#### Exercise directions:
Present each line of the data below as a numbered list, leaving out any blank lines.

#### Data to use:
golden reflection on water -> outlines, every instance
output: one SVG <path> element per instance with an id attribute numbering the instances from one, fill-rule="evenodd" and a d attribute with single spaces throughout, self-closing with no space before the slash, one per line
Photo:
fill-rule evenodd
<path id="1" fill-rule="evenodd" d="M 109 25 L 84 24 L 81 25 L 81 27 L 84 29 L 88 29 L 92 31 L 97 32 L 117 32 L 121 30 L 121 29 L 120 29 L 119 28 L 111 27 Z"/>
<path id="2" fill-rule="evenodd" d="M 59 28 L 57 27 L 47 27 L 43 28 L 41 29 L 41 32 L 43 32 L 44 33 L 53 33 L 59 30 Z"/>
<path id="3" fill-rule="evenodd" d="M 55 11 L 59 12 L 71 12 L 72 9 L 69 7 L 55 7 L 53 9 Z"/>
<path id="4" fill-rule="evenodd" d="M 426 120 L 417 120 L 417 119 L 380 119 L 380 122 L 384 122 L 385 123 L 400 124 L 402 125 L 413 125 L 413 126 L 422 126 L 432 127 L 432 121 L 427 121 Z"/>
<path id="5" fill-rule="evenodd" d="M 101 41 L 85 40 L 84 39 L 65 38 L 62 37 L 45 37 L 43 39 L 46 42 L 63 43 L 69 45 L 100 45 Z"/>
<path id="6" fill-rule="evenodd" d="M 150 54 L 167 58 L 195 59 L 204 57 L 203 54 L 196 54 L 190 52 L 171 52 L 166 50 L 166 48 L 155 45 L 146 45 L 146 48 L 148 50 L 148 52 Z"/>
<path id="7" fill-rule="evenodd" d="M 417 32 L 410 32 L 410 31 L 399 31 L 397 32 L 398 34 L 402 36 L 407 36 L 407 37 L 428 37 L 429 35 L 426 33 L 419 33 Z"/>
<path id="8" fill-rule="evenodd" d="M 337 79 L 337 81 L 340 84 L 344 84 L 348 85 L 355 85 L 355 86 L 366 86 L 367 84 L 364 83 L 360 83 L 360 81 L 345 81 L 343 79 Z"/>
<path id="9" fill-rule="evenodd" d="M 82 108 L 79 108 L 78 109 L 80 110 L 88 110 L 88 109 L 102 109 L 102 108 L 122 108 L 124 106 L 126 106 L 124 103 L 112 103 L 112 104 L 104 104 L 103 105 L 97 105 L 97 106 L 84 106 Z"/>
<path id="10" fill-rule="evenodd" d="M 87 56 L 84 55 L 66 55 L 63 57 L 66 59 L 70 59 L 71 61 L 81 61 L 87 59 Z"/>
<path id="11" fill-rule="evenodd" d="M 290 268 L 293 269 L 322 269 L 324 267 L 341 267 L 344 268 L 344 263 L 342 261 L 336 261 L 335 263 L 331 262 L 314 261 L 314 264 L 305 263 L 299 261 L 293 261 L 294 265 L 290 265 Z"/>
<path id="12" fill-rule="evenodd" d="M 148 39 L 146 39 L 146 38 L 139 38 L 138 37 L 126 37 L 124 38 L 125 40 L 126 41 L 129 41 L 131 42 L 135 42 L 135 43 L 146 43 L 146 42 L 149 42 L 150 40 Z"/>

#### Response to this task:
1. golden reflection on water -> outlines, every instance
2. output: one SVG <path> element per instance with an id attribute numbering the instances from one, fill-rule="evenodd" and a d attribute with single spaces throughout, self-closing with no space before the slash, one per line
3. Photo:
4. fill-rule evenodd
5. <path id="1" fill-rule="evenodd" d="M 109 25 L 84 24 L 81 25 L 81 27 L 84 29 L 88 29 L 92 31 L 97 32 L 117 32 L 121 30 L 121 29 L 120 29 L 119 28 L 111 27 Z"/>
6. <path id="2" fill-rule="evenodd" d="M 59 28 L 57 27 L 47 27 L 43 28 L 41 29 L 41 32 L 43 32 L 44 33 L 53 33 L 59 30 Z"/>
7. <path id="3" fill-rule="evenodd" d="M 55 11 L 59 12 L 71 12 L 72 9 L 69 7 L 55 7 L 53 9 Z"/>
8. <path id="4" fill-rule="evenodd" d="M 426 120 L 417 120 L 417 119 L 380 119 L 380 122 L 384 122 L 385 123 L 400 124 L 402 125 L 413 125 L 413 126 L 422 126 L 432 127 L 432 121 L 427 121 Z"/>
9. <path id="5" fill-rule="evenodd" d="M 101 41 L 85 40 L 84 39 L 65 38 L 62 37 L 45 37 L 43 39 L 46 42 L 63 43 L 69 45 L 100 45 Z"/>
10. <path id="6" fill-rule="evenodd" d="M 150 54 L 167 58 L 195 59 L 204 57 L 203 54 L 196 54 L 190 52 L 171 52 L 166 50 L 166 48 L 155 45 L 146 45 L 146 48 L 148 50 L 148 52 Z"/>
11. <path id="7" fill-rule="evenodd" d="M 417 32 L 410 32 L 410 31 L 399 31 L 397 32 L 398 34 L 402 36 L 407 36 L 407 37 L 428 37 L 429 35 L 426 33 L 419 33 Z"/>
12. <path id="8" fill-rule="evenodd" d="M 337 79 L 337 81 L 340 84 L 344 84 L 348 85 L 355 85 L 355 86 L 366 86 L 367 84 L 364 83 L 360 83 L 360 81 L 345 81 L 343 79 Z"/>
13. <path id="9" fill-rule="evenodd" d="M 82 108 L 79 108 L 78 109 L 80 110 L 88 110 L 88 109 L 102 109 L 102 108 L 122 108 L 124 106 L 126 106 L 124 103 L 112 103 L 112 104 L 104 104 L 103 105 L 97 105 L 97 106 L 84 106 Z"/>
14. <path id="10" fill-rule="evenodd" d="M 87 56 L 84 55 L 66 55 L 63 57 L 66 59 L 70 59 L 71 61 L 81 61 L 87 59 Z"/>
15. <path id="11" fill-rule="evenodd" d="M 290 268 L 293 269 L 322 269 L 324 267 L 341 267 L 344 268 L 344 263 L 342 261 L 336 261 L 335 263 L 331 262 L 314 261 L 314 264 L 305 263 L 299 261 L 293 261 L 294 265 L 290 265 Z"/>
16. <path id="12" fill-rule="evenodd" d="M 148 39 L 146 39 L 146 38 L 139 38 L 138 37 L 126 37 L 124 38 L 125 40 L 126 41 L 129 41 L 131 42 L 135 42 L 135 43 L 146 43 L 146 42 L 149 42 L 150 40 Z"/>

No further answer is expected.